*INPUT FOR THIS TASK*:
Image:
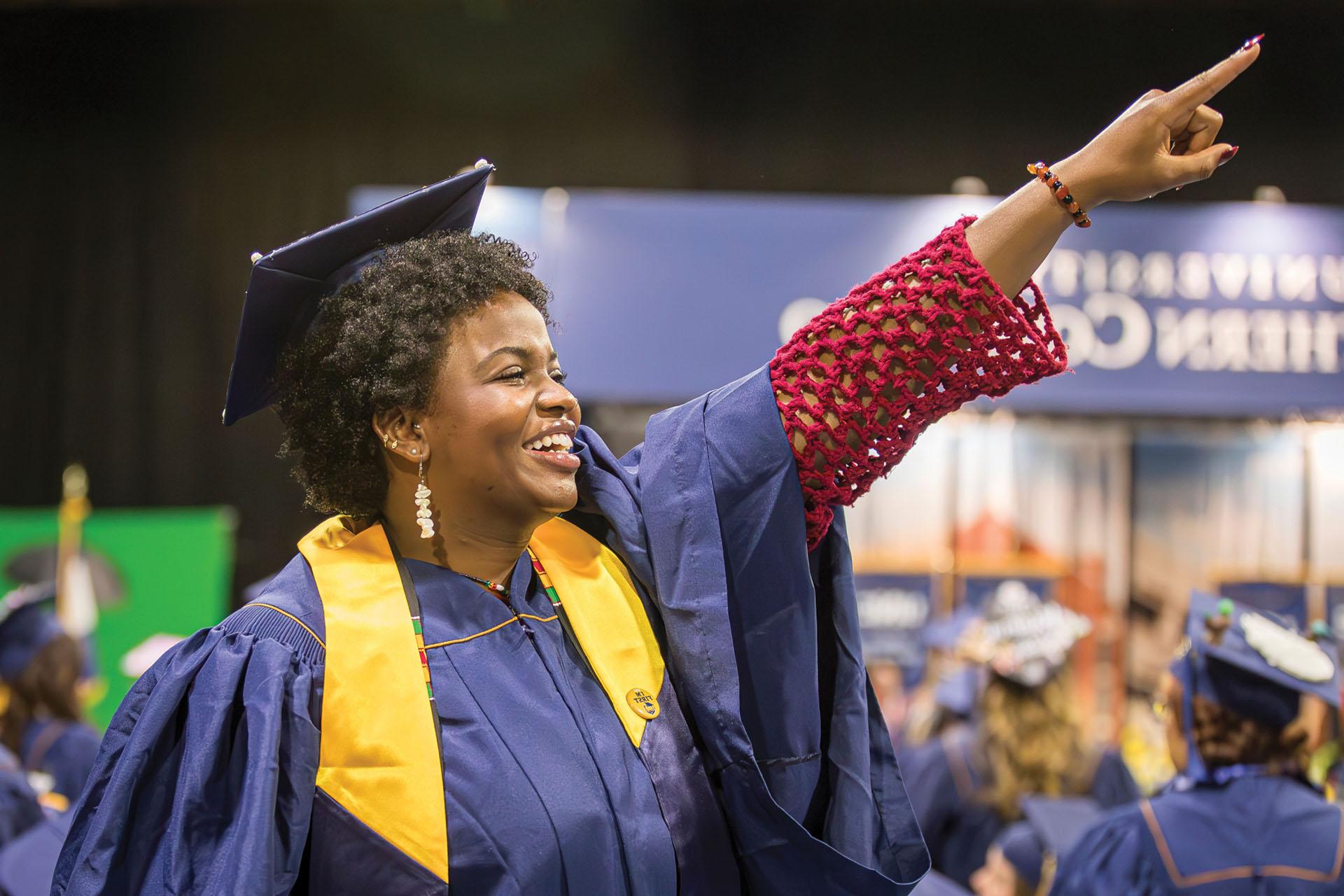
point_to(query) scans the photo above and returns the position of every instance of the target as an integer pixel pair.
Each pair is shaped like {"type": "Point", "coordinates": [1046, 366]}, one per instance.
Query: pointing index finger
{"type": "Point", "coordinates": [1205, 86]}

--

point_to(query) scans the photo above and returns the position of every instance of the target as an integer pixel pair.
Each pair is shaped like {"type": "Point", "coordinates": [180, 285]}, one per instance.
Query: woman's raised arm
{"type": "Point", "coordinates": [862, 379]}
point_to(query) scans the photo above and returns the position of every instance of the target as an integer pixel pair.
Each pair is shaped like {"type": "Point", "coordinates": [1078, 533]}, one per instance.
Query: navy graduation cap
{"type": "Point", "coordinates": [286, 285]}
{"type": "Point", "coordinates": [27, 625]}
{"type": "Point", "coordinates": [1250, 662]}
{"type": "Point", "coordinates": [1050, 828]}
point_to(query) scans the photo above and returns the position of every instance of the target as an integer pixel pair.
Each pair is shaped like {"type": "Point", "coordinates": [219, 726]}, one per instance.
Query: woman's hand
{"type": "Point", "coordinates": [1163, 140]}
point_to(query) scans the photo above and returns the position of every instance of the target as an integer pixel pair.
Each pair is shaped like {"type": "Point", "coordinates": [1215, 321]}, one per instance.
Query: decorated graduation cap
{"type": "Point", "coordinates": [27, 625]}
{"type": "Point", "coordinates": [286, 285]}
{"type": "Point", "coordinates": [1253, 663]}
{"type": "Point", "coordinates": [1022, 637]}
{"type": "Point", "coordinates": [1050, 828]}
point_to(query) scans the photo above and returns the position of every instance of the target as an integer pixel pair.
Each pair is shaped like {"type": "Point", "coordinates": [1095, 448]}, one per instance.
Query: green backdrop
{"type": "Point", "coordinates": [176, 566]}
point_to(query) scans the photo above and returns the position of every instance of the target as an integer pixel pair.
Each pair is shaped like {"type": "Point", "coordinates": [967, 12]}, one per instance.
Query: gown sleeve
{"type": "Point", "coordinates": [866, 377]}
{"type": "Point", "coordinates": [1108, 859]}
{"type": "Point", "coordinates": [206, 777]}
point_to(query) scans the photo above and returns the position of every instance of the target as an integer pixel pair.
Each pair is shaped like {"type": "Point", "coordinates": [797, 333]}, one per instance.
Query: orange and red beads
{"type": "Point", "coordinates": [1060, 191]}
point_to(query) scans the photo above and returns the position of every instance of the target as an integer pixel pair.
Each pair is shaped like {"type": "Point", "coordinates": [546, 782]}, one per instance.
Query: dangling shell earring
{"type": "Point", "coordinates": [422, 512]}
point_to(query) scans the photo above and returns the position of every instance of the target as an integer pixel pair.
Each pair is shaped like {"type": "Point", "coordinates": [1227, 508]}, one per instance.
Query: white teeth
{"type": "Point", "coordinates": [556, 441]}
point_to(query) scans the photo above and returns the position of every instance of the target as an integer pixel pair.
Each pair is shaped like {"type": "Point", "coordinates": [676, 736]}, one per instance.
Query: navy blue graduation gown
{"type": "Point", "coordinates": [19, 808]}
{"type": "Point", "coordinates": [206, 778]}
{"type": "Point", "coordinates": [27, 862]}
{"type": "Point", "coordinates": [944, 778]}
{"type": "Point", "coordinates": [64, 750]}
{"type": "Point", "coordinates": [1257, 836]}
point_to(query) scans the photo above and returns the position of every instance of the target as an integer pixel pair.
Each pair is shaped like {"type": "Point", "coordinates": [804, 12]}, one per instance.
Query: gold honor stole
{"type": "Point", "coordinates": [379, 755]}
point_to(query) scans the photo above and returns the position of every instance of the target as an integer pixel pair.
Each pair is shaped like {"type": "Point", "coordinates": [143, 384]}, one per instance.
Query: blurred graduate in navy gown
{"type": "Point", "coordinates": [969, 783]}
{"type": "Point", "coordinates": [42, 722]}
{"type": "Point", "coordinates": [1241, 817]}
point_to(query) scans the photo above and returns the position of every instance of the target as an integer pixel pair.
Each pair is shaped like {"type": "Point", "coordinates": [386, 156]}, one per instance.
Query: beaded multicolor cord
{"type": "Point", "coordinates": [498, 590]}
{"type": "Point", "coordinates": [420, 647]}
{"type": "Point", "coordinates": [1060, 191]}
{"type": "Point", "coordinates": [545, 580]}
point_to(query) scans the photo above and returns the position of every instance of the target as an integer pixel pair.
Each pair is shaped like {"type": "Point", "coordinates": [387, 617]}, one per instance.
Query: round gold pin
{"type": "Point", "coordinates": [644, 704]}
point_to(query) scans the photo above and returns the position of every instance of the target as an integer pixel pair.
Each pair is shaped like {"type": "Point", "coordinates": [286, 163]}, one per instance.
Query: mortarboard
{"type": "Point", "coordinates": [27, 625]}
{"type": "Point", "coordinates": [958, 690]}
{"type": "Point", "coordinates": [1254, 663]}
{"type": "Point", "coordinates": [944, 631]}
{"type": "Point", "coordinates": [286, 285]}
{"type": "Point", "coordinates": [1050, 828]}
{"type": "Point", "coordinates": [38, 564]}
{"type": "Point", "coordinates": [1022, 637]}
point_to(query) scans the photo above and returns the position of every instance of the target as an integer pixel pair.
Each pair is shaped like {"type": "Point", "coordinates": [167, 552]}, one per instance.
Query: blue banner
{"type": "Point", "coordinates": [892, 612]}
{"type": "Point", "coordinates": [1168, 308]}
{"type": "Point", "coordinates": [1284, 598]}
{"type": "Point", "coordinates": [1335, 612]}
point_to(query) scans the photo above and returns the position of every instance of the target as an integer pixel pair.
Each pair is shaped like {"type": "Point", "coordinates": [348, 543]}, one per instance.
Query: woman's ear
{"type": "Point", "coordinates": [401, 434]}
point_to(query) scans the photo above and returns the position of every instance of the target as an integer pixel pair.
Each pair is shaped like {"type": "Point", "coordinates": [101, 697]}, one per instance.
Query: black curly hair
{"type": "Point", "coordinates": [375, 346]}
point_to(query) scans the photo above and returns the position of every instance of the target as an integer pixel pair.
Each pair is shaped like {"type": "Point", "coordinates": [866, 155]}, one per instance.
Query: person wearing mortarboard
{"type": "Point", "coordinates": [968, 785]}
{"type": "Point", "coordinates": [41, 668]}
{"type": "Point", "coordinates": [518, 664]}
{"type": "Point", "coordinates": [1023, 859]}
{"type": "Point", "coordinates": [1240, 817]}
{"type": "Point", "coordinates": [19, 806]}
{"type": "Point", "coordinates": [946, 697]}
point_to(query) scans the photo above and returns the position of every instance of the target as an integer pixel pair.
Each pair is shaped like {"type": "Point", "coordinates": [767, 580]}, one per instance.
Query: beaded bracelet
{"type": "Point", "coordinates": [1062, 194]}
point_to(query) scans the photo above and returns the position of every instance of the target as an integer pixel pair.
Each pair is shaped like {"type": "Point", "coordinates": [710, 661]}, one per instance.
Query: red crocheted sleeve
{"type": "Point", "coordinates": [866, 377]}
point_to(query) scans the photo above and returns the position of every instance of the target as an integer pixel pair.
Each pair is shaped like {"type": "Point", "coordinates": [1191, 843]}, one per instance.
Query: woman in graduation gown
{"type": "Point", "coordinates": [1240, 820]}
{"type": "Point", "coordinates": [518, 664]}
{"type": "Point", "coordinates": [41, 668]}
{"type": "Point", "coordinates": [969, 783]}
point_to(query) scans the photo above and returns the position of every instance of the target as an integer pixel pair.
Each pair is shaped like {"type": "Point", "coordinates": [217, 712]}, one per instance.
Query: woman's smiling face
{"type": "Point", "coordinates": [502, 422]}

*WORK REQUIRED*: Show every line in the rows above that contains the word "sleeve". Case counts.

*RESULT FOR THIS EXERCISE*:
Query: gown sleeve
Query: red crocheted sleeve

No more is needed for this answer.